*JOB*:
Duplicate every one of the rows below, keeping each line unchanged.

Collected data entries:
>> begin

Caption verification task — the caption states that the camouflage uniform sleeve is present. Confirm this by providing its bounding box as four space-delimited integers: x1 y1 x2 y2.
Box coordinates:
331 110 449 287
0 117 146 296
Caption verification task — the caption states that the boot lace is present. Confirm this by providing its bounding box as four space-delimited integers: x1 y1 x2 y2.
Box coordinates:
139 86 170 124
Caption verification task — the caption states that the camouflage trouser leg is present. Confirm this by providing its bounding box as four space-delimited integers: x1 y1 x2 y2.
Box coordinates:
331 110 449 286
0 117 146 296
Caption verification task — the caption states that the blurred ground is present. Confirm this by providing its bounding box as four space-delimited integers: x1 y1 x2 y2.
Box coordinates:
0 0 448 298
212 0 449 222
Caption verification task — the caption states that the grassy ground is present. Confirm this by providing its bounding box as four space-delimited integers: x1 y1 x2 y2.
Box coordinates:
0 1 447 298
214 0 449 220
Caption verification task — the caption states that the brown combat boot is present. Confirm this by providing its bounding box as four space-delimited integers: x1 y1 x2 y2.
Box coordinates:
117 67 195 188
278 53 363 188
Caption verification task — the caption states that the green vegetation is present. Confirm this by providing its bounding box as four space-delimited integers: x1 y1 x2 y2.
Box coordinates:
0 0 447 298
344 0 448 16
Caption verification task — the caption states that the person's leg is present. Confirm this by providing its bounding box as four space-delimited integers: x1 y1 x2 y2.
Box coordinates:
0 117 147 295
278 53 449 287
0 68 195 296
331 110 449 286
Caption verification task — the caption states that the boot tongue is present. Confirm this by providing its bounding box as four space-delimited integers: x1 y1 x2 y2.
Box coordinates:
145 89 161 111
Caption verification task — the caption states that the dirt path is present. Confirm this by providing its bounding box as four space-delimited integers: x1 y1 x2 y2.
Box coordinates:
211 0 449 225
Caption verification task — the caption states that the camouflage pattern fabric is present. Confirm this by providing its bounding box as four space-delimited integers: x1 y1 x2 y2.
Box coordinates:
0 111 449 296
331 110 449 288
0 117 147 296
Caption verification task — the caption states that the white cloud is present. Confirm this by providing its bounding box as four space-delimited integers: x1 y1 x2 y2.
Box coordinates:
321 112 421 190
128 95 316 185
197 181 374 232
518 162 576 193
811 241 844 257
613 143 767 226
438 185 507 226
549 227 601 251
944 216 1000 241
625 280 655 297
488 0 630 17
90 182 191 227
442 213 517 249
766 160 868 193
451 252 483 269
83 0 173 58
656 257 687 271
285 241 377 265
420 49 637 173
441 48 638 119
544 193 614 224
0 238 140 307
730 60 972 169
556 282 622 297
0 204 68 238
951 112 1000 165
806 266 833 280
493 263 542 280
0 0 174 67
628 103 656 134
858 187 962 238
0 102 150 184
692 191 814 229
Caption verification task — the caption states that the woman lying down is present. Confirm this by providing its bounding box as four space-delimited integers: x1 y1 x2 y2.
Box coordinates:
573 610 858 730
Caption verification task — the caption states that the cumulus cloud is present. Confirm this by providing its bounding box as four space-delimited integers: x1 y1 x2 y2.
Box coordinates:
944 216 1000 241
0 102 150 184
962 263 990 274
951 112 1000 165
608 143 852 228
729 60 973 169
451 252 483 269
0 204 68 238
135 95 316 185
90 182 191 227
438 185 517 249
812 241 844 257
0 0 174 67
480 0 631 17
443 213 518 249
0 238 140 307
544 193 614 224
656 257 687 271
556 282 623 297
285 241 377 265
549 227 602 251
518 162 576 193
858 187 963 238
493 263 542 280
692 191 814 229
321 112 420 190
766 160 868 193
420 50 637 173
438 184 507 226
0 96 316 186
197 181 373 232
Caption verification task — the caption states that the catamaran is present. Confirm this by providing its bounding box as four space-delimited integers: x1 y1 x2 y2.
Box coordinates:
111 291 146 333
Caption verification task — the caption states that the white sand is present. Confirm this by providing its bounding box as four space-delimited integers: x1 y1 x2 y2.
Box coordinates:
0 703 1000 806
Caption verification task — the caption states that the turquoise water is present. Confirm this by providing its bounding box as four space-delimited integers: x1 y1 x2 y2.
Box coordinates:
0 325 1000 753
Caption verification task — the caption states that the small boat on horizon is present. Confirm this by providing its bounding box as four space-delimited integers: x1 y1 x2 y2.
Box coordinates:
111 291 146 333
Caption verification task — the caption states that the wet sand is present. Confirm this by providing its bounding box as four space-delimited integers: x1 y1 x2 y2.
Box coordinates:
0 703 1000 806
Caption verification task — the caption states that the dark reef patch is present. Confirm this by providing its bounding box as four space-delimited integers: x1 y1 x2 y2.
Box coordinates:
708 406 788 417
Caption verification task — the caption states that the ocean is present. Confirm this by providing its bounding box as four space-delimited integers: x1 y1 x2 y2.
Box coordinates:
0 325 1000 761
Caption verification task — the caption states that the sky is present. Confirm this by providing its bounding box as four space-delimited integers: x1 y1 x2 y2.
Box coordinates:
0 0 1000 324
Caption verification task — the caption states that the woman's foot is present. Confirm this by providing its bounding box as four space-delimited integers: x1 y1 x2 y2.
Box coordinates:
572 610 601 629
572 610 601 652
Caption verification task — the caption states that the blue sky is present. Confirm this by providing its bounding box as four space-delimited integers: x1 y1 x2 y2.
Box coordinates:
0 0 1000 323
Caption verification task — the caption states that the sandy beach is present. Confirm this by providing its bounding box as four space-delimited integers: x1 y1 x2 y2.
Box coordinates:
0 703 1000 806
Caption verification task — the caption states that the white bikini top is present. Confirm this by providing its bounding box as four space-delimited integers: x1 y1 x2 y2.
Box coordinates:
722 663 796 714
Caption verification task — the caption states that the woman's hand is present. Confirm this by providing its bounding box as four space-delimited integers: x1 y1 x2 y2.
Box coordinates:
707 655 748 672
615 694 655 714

>> end

*RESPONSE*:
Caption verification task — the caption states that the camouflage uniform sleeve is present. Confirm this by providing its bounding box as four space-delimited integers: x1 y1 x2 y2.
Box coordinates:
331 110 449 287
0 117 146 296
Caption verification task — the caption states that the boot lace is present. Confirm this by providing its bounding box as four space-delimited integers: x1 y1 x2 y2.
Box coordinates:
139 86 170 124
Caption verification task — the caption states that the camouflage trouser leg is present. Confirm this by providing its bounding box as four space-delimited integers: x1 y1 x2 y2.
Box coordinates:
331 110 449 286
0 117 146 296
Caption verification task — the caption states that the blurred ground is present. Confirm this by providing its bounding box as four space-delimited integers: x1 y1 x2 y2.
Box coordinates:
0 0 448 298
212 0 449 222
Caption verification task — the caption states that the grassy ground is present. Confirm this by providing its bounding box as four space-delimited integers: x1 y1 x2 y2.
Box coordinates:
0 1 447 298
214 0 449 220
Caption verification task — the caption states that the brown combat boot is present. Confirm this by providing its bounding box as four space-delimited integers: x1 y1 x2 y2.
Box coordinates:
117 67 195 188
278 53 363 188
Caption verification task — the caption states that the green vegetation is present. Confirm this by providing its bounding box as four space-delimited integers: x1 y1 x2 y2.
Box coordinates:
0 0 447 298
344 0 448 16
Caption verification task — the caption states that the person's leg is present. Confirm this by providing its bounding box as four space-delimited integers: x1 y1 x2 y2.
Box coordinates:
0 117 147 295
278 53 449 287
0 68 195 296
331 110 449 286
Caption verification task — the caption states that the boot tongue is present. Confirm this by providing its bounding box as four space-delimited integers: x1 y1 x2 y2.
Box coordinates:
145 89 161 111
Caption verification task — the caption states that the dirt path is present. Confirm this by providing its bounding box as four space-delimited integers: x1 y1 x2 y2.
Box coordinates:
211 0 449 225
Caption verification task — the caption states that the camouflage pattern fabric is present. Confirm this by providing its bounding box as four space-delimited integers: x1 y1 x2 y2.
Box coordinates:
0 111 449 296
331 110 449 288
0 117 147 296
Caption verification task — the caption states that the white cloud is present. Confirm this by providing its bounding box as four space-delimited integers: x1 y1 x2 y2.
Box coordinates:
321 112 421 190
128 95 316 185
197 181 374 232
518 162 576 193
811 241 844 257
613 143 767 226
438 185 507 226
549 227 601 251
944 216 1000 241
625 280 655 297
488 0 630 17
90 182 191 227
442 213 517 249
766 160 868 193
451 252 483 269
83 0 173 58
656 257 687 271
285 241 377 265
420 49 637 173
441 48 638 119
544 193 614 224
0 238 140 307
730 60 972 169
556 282 622 297
0 204 68 238
951 112 1000 165
806 266 833 280
493 263 542 280
0 0 174 67
628 103 656 134
858 187 962 238
0 102 150 184
692 191 814 229
Caption verification task — the caption states that the woman lying down is present. Confirm this by providing its bounding box as four space-delimited integers: x1 y1 x2 y2.
Box coordinates:
573 610 858 730
Caption verification task — the caption states that the cumulus cloud is present. Confirm this by providing its bounding box as four space-delimited integers: x1 y1 x2 y2.
Box coordinates:
944 216 1000 241
0 102 150 184
962 263 990 274
951 112 1000 165
608 143 852 228
729 60 973 169
451 252 483 269
0 204 68 238
135 95 316 185
90 182 191 227
438 185 517 249
812 241 844 257
0 0 174 67
480 0 631 17
443 213 518 249
0 238 140 307
544 193 614 224
656 257 687 271
556 282 623 297
285 241 377 265
549 227 602 251
518 162 576 193
858 187 963 238
493 263 542 280
692 191 814 229
321 112 420 190
766 160 868 193
420 50 637 173
438 184 507 226
0 96 316 186
197 181 373 232
Caption verification task — the caption states that the catamaran is present. Confirm this by providing its bounding box as four space-delimited integers: x1 y1 x2 y2.
Box coordinates:
111 291 146 333
Caption verification task — the caption states that the white sand is present. Confirm this by providing its bounding box as four space-delimited integers: x1 y1 x2 y2.
Box coordinates:
0 703 1000 806
Caption verification task — the caption states that the turquoise water is present. Confirm this by providing its bounding box as four space-delimited integers: x1 y1 x2 y2.
Box coordinates:
0 325 1000 753
Caption verification task — the caption states that the small boat on horizon is present. Confirm this by providing its bounding box as four space-delimited integers: x1 y1 x2 y2.
Box coordinates:
111 291 146 333
Caption verification task — the caption states that the wet sand is present. Confirm this by providing its bounding box as four space-delimited integers: x1 y1 x2 y2.
Box coordinates:
0 703 1000 806
Caption verification task — the caption states that the dark reef patch is present. Confirm this by providing its bounding box as four space-delimited integers: x1 y1 x2 y2.
Box coordinates:
708 406 788 417
Caption verification task — the caption states that the ocean is present. Confirm this by providing its bounding box as four space-delimited integers: x1 y1 x2 y2.
Box coordinates:
0 325 1000 761
Caption verification task — the caption states that the sky is present. Confirm this by providing its bounding box as four space-delimited integers: x1 y1 x2 y2.
Box coordinates:
0 0 1000 324
Caption verification task — the caption states that the woman's foot is present. Confirm this by providing its bounding box as four space-delimited integers: x1 y1 x2 y2.
Box coordinates:
572 610 601 629
572 610 601 652
Caption verification task — the caption states that the blue sky is present. Confirm this by providing its bounding box as four space-delimited integers: x1 y1 x2 y2.
Box coordinates:
0 0 1000 323
Caption verification task — the caption states that the sandy beach is present. Confirm this by providing its bounding box as four space-delimited integers: x1 y1 x2 y2.
Box coordinates:
0 703 1000 806
Caption verification task — the caption states that the white bikini top is present. Confirm this by providing its bounding box as four space-delimited integers: x1 y1 x2 y2.
Box coordinates:
722 663 796 714
Caption verification task — the caption states that the woman's hand is present. Confirm this by providing its bounding box as four space-delimited integers: x1 y1 x2 y2.
Box coordinates:
707 655 748 672
615 694 655 714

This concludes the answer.